→ **Tasks to perform**
A – In the coal mine objection, how far does the off-site emergency planning area around the Sellafield site extend from the site centrepoint?
B – Decide whether each statement agrees with the coal mine objection, answering yes or no and quoting the words of the text that decide it.
(i) At full annual production, WCM expects the mine to extract 2.43 million tonnes of metallurgical coal.
(ii) The Office for Nuclear Regulation says it has been consulted about the application.
(iii) The writer says metallurgical coal produces no CO2 when burned.
C – Resume the coal mine objection after its last sentence.

→ **Given text**
====

The revised Environmental Statement fails completely to address the UK Government’s commitments to carbon reduction within the 2008 Climate Change Act and the increasingly stringent restrictions regarding the extraction and burning of fossil fuels.

WCM state that at full annual production the mine will extract: 2.43 million tonnes of metallurgical coal; 350,000 tonnes of lower grade ‘middlings’ coal; and 150,000 tonnes of rock overburden (reject).    (annually!)

WCM continue to refer to ‘metallurgical’ coal as if this is in no way related to the coal used in energy generation.   The simple facts of physics are that all coal produces CO2 when burned for whatever purpose.

WCM seem to be completely unaware of the global urgency of reducing carbon emissions. The proposal to open a new coal mine in our current precarious climate change situation is completely counter to Government policy.

  1. Subsidence, earth tremors and nuclear accident/emergency.

I have written to The Office for Nuclear Regulation [ONR] regarding the application.   In response to my letter they state –

‘ONR ask to be consulted on developments within the off-site emergency planning area around the Sellafield site, which extends approximately 6.1 – 7.4 km from the site centrepoint (see http://www.onr.org.uk/depz.htm for further details).  We would not expect Cumbria County Council to consult us regarding developments outside this zone, and I can confirm that we have not been consulted.’

map WCm.jpg

This ONR map shows the offsite emergency planning zone around Sellafield.   This shows the area where planning consultation with ONR is required.

====

→ **Exercise data**
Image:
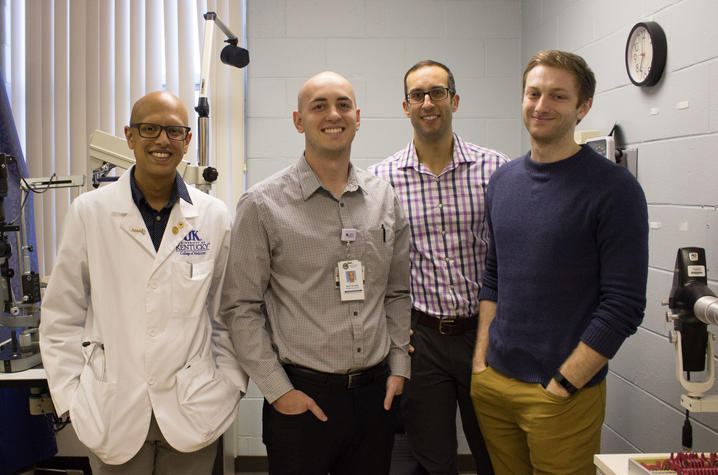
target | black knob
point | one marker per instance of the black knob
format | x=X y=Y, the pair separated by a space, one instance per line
x=210 y=174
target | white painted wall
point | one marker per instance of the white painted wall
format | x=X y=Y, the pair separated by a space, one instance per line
x=373 y=43
x=487 y=43
x=678 y=170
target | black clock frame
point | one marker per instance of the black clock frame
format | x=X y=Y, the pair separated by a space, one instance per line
x=660 y=51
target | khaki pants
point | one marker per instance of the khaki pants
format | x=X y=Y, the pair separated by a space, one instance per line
x=157 y=457
x=531 y=431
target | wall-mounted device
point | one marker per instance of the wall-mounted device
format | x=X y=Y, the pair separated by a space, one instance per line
x=609 y=146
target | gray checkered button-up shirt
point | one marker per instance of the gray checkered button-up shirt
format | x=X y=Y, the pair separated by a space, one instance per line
x=280 y=296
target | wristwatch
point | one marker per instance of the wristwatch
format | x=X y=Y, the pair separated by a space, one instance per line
x=560 y=379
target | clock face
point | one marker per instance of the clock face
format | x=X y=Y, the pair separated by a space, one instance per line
x=640 y=54
x=646 y=54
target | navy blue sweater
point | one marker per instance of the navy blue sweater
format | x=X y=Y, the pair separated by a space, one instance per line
x=567 y=262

====

→ **Solved problems**
A – Approximately 6.1 – 7.4 km.

B –
(i) Yes: "2.43 million tonnes of metallurgical coal"
(ii) No: "I can confirm that we have not been consulted."
(iii) No: "all coal produces CO2 when burned for whatever purpose."

C –
The ONR state that Woodhouse Colliery would be approx. 10 km from Sellafield. WCM state the mine would reach within 8km of Sellafield. Which is correct? Surely it is essential to know exactly what the distance may be.

Even more crucially – this is not a mere surface development – the WCM application concerns undersea mining in an area known to be heavily faulted.

The nature of underground earth tremors and minor quakes is that they travel in unpredictable ways through the rock. Earth tremors have no regard for the 7.4 km exclusion zone drawn on the map.

The geology that WCM plans to mine is completely connected to the geology underneath Sellafield. That the mine would be outside the formal ONR planning zone by up to 4km is completely irrelevant given the unpredictable nature of earth movements.

Any earth tremor caused by mining or subsidence would have catastrophic effects in terms of a nuclear emergency bringing massive danger to life over a vast area.

  1. Potential collapse of the mine.

The ONR state – ‘The nature of the proposed mine (pillar and room) is one that is not designed to collapse at any point in the future, unlike for example long wall mining.   Even in the highly unlikely event of a collapse, the nature of any ensuing earth tremors would be limited to very low levels.  These levels would not be felt by persons on the Sellafield site and would not disrupt structures, systems and components important to safety on the site. ‘

This is a very worrying response. Firstly ONR states that they believe that the mine is not designed to collapse – then they state that if it did so it would not affect nuclear safety.

IMG_3707.png

‘Pillar and Room’ mines can and do collapse.

Crandall Canyon Accident Investigation
Summary and Conclusions On August 6, 2007, six miners were killed in a catastrophic coal outburst when roof-supporting pillars failed and violently ejected coal over a half-mile area. Ten days later, two mine employees and an MSHA inspector perished in a coal outburst during rescue efforts.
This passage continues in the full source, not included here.